** Begin **

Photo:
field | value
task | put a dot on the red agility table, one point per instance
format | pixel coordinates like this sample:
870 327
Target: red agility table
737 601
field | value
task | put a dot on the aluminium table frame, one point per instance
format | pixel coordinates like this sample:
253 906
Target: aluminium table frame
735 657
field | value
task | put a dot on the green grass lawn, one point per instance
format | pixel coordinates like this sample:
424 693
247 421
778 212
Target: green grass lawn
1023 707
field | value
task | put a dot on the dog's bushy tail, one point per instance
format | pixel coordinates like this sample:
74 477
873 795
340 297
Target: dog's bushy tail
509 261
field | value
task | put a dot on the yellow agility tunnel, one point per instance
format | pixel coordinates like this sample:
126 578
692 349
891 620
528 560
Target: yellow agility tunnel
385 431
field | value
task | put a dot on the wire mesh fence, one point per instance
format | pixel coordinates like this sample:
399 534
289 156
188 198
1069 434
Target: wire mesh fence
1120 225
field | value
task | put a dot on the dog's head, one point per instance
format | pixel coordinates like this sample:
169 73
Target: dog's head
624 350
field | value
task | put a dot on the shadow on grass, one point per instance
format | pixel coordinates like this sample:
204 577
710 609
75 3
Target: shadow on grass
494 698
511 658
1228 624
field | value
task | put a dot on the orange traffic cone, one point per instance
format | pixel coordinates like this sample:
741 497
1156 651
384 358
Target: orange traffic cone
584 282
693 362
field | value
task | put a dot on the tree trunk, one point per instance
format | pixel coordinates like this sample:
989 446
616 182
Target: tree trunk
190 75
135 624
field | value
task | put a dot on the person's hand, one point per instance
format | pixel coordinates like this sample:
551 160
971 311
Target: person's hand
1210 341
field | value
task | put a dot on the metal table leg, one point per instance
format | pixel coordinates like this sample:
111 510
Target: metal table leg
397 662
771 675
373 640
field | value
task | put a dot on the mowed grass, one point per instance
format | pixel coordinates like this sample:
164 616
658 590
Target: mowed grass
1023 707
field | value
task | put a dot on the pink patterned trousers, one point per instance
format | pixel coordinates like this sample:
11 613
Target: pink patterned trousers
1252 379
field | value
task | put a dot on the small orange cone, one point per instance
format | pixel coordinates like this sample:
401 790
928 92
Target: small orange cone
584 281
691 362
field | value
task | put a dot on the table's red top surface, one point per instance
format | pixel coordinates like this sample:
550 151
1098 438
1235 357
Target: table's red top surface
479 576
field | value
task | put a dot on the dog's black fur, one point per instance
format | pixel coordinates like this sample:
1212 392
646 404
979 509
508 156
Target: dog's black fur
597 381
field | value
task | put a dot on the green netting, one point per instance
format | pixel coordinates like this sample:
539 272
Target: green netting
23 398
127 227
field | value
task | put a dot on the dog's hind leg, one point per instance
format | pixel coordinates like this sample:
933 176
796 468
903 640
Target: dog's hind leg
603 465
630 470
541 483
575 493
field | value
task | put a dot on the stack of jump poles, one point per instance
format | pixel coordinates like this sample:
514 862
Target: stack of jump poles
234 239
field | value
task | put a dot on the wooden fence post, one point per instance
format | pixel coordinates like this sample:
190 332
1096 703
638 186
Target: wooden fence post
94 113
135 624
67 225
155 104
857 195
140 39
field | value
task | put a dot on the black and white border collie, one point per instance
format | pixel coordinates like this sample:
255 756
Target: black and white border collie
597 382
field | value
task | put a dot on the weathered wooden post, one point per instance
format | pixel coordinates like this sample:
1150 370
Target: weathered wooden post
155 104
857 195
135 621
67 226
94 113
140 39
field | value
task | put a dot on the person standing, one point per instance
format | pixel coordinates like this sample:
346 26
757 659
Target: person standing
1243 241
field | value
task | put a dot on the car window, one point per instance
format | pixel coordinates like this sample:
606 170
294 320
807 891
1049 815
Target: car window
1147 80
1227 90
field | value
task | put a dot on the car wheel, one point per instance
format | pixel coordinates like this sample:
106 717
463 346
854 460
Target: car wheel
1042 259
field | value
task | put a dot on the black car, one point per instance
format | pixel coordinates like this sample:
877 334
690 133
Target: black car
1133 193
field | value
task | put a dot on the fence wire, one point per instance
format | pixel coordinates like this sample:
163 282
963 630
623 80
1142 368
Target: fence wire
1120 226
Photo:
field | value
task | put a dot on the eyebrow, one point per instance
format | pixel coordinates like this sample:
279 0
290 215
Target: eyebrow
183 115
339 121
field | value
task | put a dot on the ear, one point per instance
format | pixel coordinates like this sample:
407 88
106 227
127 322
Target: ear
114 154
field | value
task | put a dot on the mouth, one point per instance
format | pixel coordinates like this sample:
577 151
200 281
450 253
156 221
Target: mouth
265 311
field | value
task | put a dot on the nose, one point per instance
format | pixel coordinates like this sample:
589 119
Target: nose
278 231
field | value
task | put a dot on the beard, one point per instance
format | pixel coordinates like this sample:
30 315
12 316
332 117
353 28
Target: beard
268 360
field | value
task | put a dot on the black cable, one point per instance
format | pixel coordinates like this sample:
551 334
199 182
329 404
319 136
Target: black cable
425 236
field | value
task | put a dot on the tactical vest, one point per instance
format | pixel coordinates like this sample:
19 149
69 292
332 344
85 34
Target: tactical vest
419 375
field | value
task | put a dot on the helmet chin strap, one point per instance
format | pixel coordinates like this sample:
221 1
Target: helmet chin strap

** End **

Report each line in the items above that contains the word "white", copying every such line in full.

task | put a dot on the black and white border collie, one point per instance
Target: black and white border collie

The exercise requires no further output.